*What is required:* Format the material as a Markdown table with the columns Number and Text, starting with the line that contains "Reviewer note: see that each instance of the ceramic" and going on through the end of the material. Give each line its own row and leave out blank lines.

-*-

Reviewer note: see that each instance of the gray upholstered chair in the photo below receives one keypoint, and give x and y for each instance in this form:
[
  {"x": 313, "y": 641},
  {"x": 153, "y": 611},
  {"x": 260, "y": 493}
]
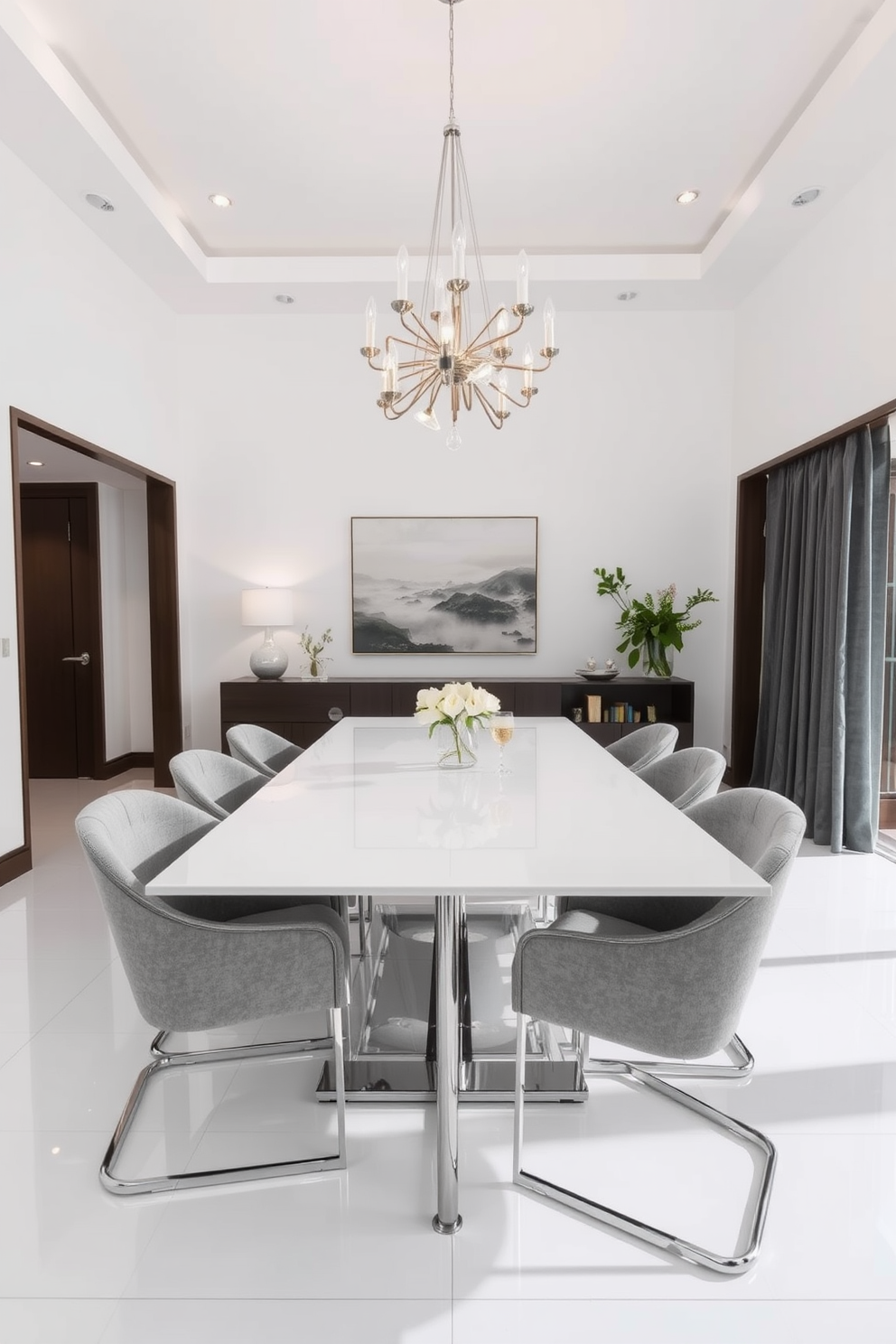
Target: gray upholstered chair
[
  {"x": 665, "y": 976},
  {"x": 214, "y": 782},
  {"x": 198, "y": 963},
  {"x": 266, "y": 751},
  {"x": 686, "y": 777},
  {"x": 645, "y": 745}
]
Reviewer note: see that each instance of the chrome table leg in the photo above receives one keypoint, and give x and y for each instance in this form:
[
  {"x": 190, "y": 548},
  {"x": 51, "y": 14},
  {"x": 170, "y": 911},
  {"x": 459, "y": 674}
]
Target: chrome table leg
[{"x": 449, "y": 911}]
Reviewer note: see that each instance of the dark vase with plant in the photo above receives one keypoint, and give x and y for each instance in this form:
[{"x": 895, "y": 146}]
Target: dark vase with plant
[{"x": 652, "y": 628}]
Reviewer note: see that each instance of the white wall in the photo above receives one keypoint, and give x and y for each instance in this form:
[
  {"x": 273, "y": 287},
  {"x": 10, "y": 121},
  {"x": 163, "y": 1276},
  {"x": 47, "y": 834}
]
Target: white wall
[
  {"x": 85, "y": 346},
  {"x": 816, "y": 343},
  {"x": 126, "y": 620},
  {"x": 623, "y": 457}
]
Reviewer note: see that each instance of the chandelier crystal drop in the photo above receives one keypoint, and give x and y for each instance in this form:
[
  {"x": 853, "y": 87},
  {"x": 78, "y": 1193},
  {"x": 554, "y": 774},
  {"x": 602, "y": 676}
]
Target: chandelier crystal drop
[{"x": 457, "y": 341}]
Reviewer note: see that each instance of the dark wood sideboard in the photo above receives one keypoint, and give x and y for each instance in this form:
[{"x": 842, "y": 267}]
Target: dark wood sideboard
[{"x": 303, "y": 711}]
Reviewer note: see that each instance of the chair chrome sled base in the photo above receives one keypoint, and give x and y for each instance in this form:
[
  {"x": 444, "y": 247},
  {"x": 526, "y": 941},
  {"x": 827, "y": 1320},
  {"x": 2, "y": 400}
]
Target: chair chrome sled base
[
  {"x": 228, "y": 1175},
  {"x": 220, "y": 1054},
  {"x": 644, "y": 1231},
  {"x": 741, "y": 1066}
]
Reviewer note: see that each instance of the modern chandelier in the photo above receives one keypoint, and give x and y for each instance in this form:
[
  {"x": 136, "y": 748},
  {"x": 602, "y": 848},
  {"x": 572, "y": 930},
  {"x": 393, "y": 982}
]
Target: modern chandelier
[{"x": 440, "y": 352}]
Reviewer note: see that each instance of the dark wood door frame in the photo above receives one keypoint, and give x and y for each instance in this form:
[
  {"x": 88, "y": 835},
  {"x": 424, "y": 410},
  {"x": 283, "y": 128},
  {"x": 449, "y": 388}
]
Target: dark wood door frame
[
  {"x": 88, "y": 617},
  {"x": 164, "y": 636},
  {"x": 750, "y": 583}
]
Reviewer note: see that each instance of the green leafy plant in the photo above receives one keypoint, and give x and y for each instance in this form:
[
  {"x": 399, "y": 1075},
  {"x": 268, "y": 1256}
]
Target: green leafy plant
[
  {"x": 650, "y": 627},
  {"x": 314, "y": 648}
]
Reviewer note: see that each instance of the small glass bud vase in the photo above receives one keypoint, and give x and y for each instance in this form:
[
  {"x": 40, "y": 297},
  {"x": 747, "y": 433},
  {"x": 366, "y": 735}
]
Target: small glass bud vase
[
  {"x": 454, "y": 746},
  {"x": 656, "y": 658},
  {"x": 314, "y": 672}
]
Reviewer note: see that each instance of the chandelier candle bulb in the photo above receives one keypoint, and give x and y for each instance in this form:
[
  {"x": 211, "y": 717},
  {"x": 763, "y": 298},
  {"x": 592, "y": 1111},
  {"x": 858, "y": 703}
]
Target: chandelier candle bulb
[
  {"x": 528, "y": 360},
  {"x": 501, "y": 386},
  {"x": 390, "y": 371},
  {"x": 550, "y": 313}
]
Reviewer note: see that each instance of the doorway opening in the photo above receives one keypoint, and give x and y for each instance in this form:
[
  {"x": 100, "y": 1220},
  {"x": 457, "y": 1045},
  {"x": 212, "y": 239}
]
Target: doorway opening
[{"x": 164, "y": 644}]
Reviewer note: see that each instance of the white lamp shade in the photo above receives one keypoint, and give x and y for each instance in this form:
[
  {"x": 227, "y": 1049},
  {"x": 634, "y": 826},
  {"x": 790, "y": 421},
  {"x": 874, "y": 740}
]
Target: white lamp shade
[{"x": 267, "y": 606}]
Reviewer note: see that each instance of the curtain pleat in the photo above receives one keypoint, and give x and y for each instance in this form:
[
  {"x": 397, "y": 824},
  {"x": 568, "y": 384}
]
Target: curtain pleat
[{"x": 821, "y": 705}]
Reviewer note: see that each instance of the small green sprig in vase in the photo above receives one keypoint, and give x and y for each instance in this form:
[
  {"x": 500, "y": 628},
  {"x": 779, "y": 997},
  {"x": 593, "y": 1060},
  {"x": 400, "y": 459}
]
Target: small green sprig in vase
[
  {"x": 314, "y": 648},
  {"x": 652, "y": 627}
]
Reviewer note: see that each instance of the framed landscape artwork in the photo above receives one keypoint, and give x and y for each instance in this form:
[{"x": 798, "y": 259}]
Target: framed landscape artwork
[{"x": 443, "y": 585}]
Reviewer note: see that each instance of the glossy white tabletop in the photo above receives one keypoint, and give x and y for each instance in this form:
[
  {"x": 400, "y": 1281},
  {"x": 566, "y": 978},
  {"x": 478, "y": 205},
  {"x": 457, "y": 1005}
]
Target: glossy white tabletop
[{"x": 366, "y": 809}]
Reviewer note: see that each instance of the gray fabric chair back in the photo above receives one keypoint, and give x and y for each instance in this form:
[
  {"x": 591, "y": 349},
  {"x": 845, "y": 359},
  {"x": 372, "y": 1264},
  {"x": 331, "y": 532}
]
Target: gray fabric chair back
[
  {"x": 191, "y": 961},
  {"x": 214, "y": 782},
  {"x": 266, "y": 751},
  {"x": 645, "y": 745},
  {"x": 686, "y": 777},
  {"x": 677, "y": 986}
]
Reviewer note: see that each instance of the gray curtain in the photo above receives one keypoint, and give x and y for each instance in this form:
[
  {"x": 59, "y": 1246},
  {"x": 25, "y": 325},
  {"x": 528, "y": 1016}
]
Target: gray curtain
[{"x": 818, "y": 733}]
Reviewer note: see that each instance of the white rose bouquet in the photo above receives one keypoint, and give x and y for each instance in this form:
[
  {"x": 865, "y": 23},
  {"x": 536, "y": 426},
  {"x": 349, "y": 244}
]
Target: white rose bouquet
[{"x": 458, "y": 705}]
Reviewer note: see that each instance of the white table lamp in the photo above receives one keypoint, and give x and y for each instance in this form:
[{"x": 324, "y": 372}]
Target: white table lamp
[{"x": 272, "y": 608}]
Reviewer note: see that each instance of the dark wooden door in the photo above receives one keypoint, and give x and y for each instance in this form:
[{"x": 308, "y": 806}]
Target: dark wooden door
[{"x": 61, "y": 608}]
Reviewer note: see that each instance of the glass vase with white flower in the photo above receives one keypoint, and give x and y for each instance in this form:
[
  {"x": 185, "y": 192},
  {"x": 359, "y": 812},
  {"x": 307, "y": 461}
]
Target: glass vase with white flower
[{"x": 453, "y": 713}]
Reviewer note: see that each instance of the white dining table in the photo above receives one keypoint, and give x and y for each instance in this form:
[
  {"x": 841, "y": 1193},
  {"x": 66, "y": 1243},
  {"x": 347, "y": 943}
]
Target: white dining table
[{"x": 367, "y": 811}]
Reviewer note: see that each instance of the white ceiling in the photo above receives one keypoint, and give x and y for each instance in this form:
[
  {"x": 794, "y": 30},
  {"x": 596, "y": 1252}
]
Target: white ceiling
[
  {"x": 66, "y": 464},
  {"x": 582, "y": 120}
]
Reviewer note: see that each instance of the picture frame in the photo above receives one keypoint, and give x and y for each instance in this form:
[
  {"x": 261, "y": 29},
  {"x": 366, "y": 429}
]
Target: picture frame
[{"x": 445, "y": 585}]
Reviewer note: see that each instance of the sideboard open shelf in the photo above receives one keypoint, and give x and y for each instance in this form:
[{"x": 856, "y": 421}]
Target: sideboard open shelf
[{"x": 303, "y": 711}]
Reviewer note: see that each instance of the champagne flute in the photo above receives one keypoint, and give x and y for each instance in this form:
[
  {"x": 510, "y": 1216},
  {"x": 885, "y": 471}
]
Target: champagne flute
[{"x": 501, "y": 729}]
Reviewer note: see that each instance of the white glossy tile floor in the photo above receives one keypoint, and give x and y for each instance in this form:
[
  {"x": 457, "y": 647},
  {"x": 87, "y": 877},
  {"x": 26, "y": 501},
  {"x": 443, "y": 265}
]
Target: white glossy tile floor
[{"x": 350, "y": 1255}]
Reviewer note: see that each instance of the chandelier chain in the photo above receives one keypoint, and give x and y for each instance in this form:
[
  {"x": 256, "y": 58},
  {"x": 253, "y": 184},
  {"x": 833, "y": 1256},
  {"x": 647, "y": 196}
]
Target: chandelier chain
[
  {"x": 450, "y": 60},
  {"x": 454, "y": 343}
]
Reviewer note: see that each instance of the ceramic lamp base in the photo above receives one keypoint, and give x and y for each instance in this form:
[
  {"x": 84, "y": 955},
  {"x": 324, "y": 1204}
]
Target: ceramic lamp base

-*-

*Response:*
| Number | Text |
|---|---|
| 1 | Reviewer note: see that each instance of the ceramic lamp base in the photo above receives one keypoint, and give x and y for each instance in this form: |
| 2 | [ |
| 3 |   {"x": 84, "y": 955}, |
| 4 |   {"x": 324, "y": 1204} |
| 5 | ] |
| 6 | Target: ceramic lamp base |